▶ _Stated exercise_
Below are some records; reproduce every one of them exactly.

━━━━━ Data for the task ━━━━━

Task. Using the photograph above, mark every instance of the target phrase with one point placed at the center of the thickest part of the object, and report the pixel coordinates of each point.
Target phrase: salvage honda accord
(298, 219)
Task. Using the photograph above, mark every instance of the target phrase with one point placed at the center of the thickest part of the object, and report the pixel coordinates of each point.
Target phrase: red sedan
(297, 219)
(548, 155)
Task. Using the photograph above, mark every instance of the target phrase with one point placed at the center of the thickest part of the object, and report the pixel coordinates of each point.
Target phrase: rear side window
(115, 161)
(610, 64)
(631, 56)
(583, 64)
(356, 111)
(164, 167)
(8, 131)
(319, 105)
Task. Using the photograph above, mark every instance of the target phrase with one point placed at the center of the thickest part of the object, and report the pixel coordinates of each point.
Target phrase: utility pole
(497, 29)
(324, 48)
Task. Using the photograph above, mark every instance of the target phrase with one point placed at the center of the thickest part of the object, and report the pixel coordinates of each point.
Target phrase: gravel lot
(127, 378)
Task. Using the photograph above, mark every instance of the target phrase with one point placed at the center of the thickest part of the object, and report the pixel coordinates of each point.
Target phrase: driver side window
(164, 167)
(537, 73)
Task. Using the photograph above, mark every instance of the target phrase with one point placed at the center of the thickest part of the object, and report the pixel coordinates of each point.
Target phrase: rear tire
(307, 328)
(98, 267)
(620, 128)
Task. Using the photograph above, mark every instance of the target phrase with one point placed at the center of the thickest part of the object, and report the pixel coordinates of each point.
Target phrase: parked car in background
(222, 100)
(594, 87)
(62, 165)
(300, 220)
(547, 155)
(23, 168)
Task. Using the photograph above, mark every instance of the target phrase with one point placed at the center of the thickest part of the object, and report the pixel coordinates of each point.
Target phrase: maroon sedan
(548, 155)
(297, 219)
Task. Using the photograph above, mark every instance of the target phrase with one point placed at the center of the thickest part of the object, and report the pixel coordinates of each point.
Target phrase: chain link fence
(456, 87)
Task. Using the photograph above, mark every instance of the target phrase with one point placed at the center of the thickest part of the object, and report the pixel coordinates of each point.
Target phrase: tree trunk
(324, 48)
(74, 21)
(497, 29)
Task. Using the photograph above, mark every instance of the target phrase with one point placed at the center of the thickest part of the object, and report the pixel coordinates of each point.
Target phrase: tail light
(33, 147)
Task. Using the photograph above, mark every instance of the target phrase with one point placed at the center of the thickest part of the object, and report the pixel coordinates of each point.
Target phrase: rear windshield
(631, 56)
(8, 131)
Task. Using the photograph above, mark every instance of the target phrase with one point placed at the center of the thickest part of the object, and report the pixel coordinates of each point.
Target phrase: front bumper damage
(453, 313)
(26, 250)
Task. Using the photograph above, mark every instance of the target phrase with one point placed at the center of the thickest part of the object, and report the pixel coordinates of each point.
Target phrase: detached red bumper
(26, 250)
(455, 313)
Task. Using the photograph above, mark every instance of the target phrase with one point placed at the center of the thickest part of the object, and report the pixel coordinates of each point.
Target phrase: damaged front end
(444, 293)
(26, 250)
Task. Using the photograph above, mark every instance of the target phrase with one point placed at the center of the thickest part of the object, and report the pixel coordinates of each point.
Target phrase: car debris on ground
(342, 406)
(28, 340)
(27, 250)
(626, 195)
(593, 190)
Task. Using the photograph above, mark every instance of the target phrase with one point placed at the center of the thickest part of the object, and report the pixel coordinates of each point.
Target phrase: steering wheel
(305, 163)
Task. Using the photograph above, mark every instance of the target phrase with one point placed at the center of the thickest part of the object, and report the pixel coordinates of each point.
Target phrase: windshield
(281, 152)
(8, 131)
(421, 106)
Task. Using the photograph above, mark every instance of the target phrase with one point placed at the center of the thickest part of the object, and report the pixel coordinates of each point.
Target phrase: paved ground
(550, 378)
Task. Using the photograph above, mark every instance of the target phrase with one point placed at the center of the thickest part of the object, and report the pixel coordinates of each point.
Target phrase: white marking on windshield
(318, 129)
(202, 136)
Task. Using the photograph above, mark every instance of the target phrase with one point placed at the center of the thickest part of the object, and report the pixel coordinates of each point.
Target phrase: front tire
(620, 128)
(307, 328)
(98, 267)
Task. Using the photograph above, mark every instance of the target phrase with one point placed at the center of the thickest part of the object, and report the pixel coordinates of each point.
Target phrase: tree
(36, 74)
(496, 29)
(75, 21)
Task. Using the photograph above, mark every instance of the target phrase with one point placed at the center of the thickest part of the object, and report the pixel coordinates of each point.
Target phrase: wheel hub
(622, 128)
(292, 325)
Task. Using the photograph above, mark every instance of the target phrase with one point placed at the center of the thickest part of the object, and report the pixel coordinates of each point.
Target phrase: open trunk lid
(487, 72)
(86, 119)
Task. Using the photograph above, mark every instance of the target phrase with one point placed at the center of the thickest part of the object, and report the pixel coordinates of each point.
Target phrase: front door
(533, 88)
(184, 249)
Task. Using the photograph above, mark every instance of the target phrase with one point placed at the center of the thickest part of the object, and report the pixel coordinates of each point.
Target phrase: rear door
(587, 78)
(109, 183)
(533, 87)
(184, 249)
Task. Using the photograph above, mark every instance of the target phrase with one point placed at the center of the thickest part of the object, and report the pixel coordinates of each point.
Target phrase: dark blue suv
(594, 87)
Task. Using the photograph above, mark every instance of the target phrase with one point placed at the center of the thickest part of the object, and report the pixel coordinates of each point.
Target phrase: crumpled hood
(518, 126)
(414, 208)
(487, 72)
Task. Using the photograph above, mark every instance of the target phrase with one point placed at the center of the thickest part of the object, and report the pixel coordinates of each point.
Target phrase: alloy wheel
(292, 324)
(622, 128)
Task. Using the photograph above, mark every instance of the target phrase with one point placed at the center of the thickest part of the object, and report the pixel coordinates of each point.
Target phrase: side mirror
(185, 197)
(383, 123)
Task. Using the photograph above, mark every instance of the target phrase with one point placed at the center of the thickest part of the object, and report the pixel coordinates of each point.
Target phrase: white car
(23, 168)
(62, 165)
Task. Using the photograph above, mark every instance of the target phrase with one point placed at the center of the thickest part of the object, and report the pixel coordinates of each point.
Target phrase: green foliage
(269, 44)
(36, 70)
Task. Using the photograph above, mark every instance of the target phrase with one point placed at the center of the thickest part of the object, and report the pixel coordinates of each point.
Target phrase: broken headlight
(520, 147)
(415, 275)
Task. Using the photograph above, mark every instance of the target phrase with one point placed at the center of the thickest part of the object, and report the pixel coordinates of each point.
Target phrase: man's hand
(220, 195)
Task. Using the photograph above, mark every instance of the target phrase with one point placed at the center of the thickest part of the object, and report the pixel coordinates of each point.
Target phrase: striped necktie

━━━━━

▶ _Full response_
Task. Using the photograph above, mark every instance of the target phrase with one point placed at the center of the thickest part of the object, and report the pixel coordinates of each point.
Target phrase: salvage honda accord
(298, 219)
Task. Using the photograph above, mark every instance of the target phrase with one point placed at the center of the thickest part of the object, and report the pixel coordinates of each point.
Target phrase: red sedan
(297, 219)
(548, 155)
Task. Using the photograph above, mark every instance of the target phrase with one point placed at the center of the thickest part of the object, and report the pixel coordinates of each point.
Target phrase: rear side window
(115, 161)
(610, 64)
(631, 56)
(583, 64)
(356, 111)
(164, 167)
(8, 131)
(319, 105)
Task. Using the photograph above, mark every instance of the target phrase with one point placed at the center of the thickest part of the object, and report the pixel coordinates of each point.
Target phrase: utility pole
(497, 29)
(324, 48)
Task. Using the photograph above, mark every instance of the target phrase with one point placed at the center of the thickest part of the object, and report the pixel coordinates of each point.
Target phrase: gravel lot
(127, 378)
Task. Using the photograph above, mark every instance of the target phrase with one point placed at the center of the thickest part of the object, and report the pixel coordinates of each point.
Target phrase: driver side window
(164, 167)
(537, 73)
Task. Using the photograph above, mark every instance of the target phrase with one point placed at the center of the thickest part of the object, and report the pixel coordinates of each point.
Target phrase: rear tire
(307, 328)
(98, 267)
(620, 128)
Task. Using the photograph above, mark every instance of the target phrase with one point placed at the center of the thickest part of the object, and report the pixel coordinates of each point.
Target phrase: parked car in background
(222, 100)
(594, 87)
(62, 165)
(300, 220)
(547, 155)
(23, 168)
Task. Using the photograph above, mark every instance of the target phrase with one point placed at the center of the thickest part of the object, and report the pixel coordinates of each point.
Target phrase: maroon sedan
(548, 155)
(297, 219)
Task. Using the photograph above, mark every instance of the target phrase with one point placed at the center of the thickest part of the object, and report the pixel coordinates of each point.
Target phrase: chain link fence
(456, 87)
Task. Using the photograph above, mark every instance of the target phrase with one point placed at the center of the thickest part of the object, and report the pixel coordinates of each point.
Target phrase: tree trunk
(324, 48)
(74, 21)
(497, 29)
Task. Using the photograph above, mark every instance of the target phrase with one point placed at the center of the thickest part of the object, and report the pixel coordinates of each point.
Target phrase: tail light
(33, 147)
Task. Using the photograph above, mark every instance of the target phrase with one point placed at the center of the thickest part of the object, and report the pixel coordinates of each point.
Target phrase: rear windshield
(631, 56)
(8, 131)
Task. Using the photograph above, mark every instance of the target phrase with one point placed at the center of the thickest part of the object, and report the pixel coordinates of each point.
Target phrase: front bumper damage
(453, 313)
(26, 250)
Task. Using the photograph above, mark every instance of the target phrase with one point placed at the center of the thickest part of the object, and report the pixel coordinates of each point.
Target phrase: detached red bumper
(26, 250)
(455, 313)
Task. Using the photograph above, mark every instance of the target phrase with one point placed at the center of the thickest part of the object, and report the pixel coordinates of each point.
Target phrase: damaged front end
(444, 293)
(26, 250)
Task. Using the photograph above, mark every instance of the target phrase with one point placed at the center of the thickest part of the object, and report the pixel coordinates of each point.
Target phrase: car debris on ground
(342, 406)
(28, 340)
(27, 250)
(626, 195)
(593, 190)
Task. Using the photograph above, mark every instance of the target phrase with one point placed at the center of the thickest part of the object, and report the pixel coordinates of each point.
Target phrase: steering wheel
(305, 163)
Task. Using the photograph above, mark every instance of the target phrase with one point placed at the center of the thickest part of the object, and report the pixel coordinates of each point.
Target phrase: windshield
(281, 152)
(8, 131)
(421, 106)
Task. Using the photograph above, mark every instance of the target phrase with one point placed at the center of the thickest part of the object, and report the pixel coordinates of each point.
Target phrase: paved ground
(550, 378)
Task. Using the photograph above, mark every instance of the target phrase with one point placed at the center of the thickest part of the object, and report the pixel coordinates of each point.
Target phrase: white marking on windshield
(318, 129)
(202, 136)
Task. Using the photograph above, mark every instance of the target phrase with one point placed at the center of the thickest part of the object, and report the pixel coordinates of each point.
Target phrase: front tire
(620, 128)
(307, 328)
(98, 267)
Task. Using the photograph above, mark every instance of the target phrase with one point placed at the center of the thickest part of the object, and report the pixel coordinates of each point.
Target phrase: tree
(36, 74)
(496, 29)
(75, 21)
Task. Using the photograph above, mark every instance of the target phrase with one point placed at the center of the thickest part of the object, and report the pixel coordinates of each point.
Target phrase: wheel hub
(622, 128)
(292, 325)
Task. Using the photograph above, mark every instance of the target phrase with one point placed at the center of the thickest part of the object, and report the pixel coordinates of each point.
Target phrase: open trunk lid
(487, 72)
(86, 119)
Task. Using the photograph above, mark every instance of the target phrase with one point placed at the center of the thickest part of the object, and report the pixel coordinates of each point.
Target phrase: front door
(533, 88)
(184, 249)
Task. Using the photograph above, mark every instance of the target phrase with one point placed at the center of the thickest part of the object, and report the pixel coordinates of each point.
Target phrase: rear door
(587, 78)
(109, 183)
(533, 87)
(184, 249)
Task. Using the photograph above, mark every instance of the target phrase with one point placed at the center of the thickest part of the object, and report the pixel coordinates of each point.
Target phrase: dark blue suv
(594, 87)
Task. Using the photograph above, mark every instance of the target phrase with one point placed at the center of the thickest part of the object, and report the pixel coordinates of each point.
Target phrase: crumpled hood
(518, 126)
(414, 208)
(487, 72)
Task. Using the photograph above, mark every instance of the target phrase with one point placed at the center of the thickest part of the object, and report the pixel coordinates of each point.
Target phrase: alloy wheel
(292, 324)
(622, 128)
Task. Using the photograph above, mark every instance of the target phrase with one point placed at the center of the thickest part of the object, and report the pixel coordinates of each point.
Target phrase: side mirror
(185, 197)
(383, 123)
Task. Using the photograph above, mark every instance of the target phrase with one point placed at the center of the thickest part of the object, and report the pixel coordinates of each point.
Target phrase: white car
(23, 168)
(62, 165)
Task. Using the photograph above, mark every instance of the target phrase with one point placed at the center of the thickest part of the object, and report the pixel coordinates of each point.
Target phrase: green foliage
(269, 44)
(36, 70)
Task. Using the photograph above, mark every instance of the target phrase with one point placed at the center of the thickest part of the object, and report the pixel coordinates of each point.
Target phrase: broken headlight
(520, 147)
(415, 275)
Task. Using the photograph above, mark every instance of the target phrase with one point placed at the center of the thickest part of the object, and report the pixel coordinates of each point.
Target phrase: man's hand
(220, 195)
Task. Using the photograph above, mark every instance of the target phrase with one point placed at the center of the thickest part of the object, and report the pixel coordinates of each point.
Target phrase: striped necktie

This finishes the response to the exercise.